**PROBLEM TO WORK ON:** Extract every line from the records below that contains the word "Find".

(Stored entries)
*** Block opens ***
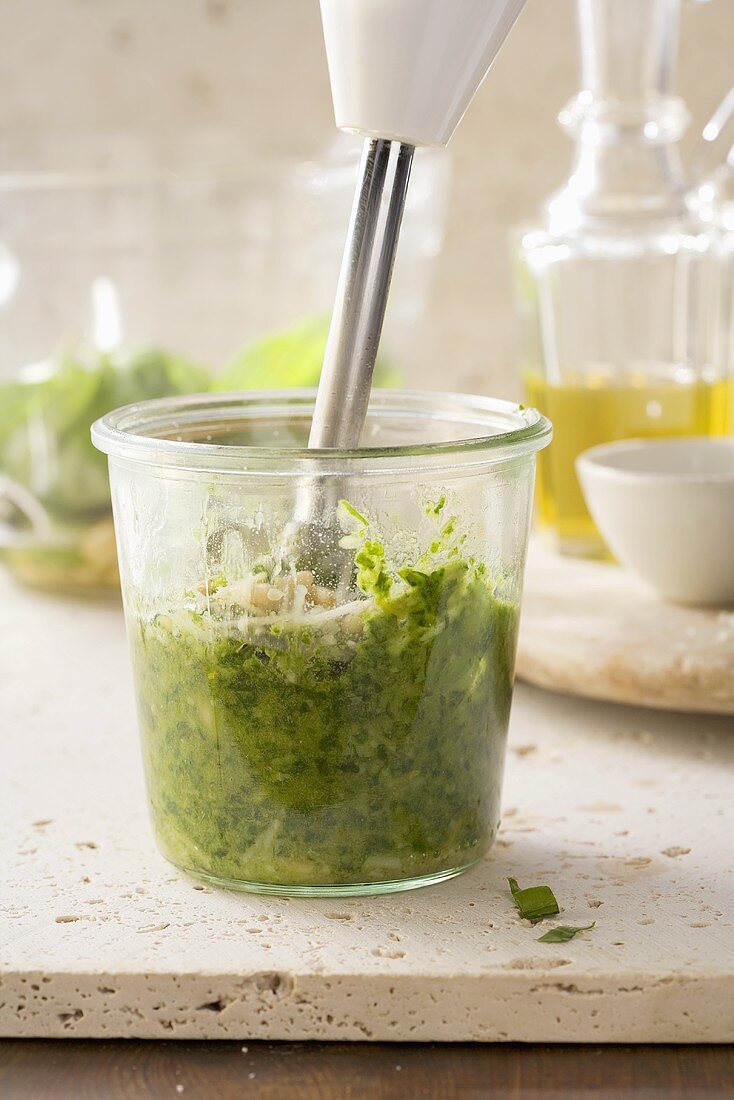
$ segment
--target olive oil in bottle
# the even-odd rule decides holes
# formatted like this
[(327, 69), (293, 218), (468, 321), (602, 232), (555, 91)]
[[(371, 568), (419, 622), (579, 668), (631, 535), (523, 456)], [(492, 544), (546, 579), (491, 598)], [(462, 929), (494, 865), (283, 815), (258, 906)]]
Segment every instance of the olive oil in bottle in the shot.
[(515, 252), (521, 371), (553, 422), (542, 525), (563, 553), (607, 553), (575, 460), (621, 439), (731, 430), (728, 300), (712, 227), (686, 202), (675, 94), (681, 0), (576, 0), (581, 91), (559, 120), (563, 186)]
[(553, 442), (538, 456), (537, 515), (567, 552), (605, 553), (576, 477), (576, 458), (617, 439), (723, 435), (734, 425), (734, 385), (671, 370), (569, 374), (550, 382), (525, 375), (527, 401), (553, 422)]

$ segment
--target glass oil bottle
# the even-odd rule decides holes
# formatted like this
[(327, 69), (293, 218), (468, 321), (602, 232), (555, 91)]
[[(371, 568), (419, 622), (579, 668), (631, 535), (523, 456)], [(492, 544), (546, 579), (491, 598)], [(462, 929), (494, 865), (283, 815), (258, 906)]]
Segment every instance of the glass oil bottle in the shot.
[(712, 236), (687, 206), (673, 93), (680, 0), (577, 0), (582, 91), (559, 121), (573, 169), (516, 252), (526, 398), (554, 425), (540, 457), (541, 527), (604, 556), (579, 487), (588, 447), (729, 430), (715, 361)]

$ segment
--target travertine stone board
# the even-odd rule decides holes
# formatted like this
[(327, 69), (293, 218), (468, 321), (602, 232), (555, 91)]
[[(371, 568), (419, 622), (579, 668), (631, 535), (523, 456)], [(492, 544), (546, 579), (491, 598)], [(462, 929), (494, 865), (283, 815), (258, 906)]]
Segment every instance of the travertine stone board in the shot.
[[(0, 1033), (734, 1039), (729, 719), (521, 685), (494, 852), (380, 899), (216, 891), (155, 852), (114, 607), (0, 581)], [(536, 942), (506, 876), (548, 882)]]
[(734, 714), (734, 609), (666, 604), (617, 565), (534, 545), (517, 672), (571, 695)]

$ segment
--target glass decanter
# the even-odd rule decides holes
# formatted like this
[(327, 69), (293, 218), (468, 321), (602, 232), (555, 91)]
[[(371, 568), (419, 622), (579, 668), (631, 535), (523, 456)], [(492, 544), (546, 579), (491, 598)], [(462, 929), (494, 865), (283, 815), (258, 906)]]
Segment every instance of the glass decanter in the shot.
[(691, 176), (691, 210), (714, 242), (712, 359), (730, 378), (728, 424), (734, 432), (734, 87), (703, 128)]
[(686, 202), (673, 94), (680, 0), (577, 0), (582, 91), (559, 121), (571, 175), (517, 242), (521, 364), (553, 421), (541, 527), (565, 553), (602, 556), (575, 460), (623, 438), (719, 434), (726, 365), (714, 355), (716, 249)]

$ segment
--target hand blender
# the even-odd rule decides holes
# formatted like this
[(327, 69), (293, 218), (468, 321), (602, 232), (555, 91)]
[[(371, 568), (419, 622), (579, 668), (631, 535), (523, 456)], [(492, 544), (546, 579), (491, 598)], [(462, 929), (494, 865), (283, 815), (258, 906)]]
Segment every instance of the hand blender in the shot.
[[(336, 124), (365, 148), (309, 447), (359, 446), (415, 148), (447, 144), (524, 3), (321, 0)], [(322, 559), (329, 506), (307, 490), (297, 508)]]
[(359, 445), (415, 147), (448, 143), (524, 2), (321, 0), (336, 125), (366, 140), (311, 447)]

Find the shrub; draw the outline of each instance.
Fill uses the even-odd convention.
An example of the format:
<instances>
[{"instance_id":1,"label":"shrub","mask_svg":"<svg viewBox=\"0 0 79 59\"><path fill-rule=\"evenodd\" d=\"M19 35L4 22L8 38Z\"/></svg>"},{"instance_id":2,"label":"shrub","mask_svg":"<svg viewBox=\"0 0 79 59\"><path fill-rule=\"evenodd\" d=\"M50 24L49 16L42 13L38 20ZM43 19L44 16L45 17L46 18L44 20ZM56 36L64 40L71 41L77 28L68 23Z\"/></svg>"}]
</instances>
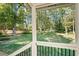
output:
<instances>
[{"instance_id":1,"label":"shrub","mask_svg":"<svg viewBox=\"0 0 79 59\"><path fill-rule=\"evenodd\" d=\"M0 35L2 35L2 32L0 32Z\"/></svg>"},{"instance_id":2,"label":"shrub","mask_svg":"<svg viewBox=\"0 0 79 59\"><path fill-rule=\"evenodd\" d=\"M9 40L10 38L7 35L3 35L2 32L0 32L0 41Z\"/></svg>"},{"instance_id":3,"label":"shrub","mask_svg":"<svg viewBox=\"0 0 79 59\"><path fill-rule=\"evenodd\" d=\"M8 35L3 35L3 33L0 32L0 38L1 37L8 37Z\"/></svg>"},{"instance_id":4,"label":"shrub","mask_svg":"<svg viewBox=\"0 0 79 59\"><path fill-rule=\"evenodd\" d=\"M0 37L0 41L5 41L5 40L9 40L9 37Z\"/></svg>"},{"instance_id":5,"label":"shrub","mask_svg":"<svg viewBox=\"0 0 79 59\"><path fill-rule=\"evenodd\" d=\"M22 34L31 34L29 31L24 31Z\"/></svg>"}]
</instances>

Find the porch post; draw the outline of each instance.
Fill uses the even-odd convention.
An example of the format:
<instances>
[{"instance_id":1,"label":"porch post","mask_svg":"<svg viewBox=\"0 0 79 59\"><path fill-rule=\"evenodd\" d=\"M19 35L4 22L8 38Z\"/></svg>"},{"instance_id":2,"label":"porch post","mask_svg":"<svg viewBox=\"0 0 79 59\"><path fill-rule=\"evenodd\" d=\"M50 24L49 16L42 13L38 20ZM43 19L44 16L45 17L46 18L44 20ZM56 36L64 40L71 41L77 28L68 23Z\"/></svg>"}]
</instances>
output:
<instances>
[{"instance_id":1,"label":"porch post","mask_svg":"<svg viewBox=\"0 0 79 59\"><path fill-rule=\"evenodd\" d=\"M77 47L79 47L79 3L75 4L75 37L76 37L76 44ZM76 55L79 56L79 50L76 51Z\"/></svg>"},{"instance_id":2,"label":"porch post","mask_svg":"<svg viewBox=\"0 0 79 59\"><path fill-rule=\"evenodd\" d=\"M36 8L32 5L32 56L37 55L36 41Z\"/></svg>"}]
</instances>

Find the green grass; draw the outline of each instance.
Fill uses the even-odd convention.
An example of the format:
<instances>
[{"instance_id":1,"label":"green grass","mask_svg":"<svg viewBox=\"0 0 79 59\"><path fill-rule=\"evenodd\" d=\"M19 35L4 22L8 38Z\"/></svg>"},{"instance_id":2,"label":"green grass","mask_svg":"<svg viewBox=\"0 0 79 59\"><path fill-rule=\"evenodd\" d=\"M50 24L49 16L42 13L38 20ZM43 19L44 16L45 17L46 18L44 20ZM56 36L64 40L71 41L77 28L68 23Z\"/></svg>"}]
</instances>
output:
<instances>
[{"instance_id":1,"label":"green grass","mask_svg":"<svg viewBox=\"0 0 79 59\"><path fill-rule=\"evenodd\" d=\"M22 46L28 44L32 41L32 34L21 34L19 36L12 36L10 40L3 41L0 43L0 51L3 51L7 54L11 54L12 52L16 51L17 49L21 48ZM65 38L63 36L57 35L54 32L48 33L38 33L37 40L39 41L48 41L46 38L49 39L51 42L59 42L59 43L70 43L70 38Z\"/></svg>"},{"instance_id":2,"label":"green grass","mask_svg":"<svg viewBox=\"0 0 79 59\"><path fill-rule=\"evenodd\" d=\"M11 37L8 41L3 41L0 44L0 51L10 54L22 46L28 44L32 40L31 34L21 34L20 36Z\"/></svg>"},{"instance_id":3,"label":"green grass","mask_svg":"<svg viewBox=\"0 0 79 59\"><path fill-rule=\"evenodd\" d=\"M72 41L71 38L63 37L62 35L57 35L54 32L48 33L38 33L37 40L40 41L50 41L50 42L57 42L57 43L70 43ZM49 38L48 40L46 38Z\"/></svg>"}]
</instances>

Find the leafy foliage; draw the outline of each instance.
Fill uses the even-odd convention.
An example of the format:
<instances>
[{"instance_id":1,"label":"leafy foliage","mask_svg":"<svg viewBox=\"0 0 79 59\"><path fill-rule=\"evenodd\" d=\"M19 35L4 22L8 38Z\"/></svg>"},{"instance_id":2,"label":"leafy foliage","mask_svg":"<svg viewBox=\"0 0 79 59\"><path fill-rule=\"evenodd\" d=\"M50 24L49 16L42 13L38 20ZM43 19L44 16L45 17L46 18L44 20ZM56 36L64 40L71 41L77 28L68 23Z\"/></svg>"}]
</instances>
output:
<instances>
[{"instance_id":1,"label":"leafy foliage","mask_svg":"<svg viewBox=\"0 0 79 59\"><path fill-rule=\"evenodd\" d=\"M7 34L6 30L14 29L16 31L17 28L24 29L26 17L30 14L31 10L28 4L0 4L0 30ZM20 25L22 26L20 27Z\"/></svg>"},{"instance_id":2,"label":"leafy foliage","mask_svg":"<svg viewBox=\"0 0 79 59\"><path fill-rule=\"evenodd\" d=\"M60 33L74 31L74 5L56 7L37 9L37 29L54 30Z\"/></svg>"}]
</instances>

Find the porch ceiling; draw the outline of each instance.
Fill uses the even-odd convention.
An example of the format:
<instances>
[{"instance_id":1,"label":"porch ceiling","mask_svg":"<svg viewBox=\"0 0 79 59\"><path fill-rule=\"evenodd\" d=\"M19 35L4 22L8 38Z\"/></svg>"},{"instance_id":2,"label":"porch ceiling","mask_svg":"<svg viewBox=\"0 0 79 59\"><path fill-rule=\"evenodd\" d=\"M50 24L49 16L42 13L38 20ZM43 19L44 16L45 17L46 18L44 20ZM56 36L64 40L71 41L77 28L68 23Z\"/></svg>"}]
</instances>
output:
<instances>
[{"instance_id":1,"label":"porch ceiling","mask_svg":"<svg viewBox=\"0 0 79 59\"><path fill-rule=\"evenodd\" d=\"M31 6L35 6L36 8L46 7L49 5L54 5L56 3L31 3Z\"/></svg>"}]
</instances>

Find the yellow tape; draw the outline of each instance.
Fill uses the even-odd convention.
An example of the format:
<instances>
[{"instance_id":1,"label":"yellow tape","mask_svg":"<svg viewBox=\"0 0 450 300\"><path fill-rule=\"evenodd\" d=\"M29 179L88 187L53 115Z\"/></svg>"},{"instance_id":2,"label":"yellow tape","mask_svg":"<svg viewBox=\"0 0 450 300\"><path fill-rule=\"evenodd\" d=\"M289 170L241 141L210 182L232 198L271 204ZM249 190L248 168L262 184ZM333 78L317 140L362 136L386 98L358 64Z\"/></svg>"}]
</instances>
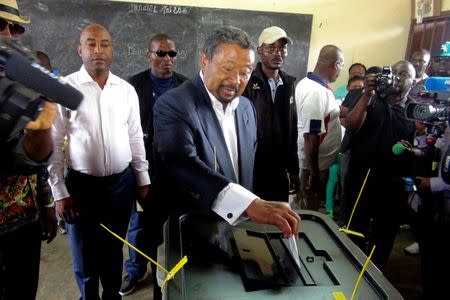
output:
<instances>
*** Block closes ***
**PROBLEM SOLUTION:**
Find the shrub; draw the outline of each instance.
Find the porch post; draw the outline of each instance.
Find the green grass; draw the outline of each instance.
Find the leafy foliage; draw the outline of each instance.
Find the porch ceiling; draw the outline of each instance.
Find the yellow tape; draw the outline of each instance.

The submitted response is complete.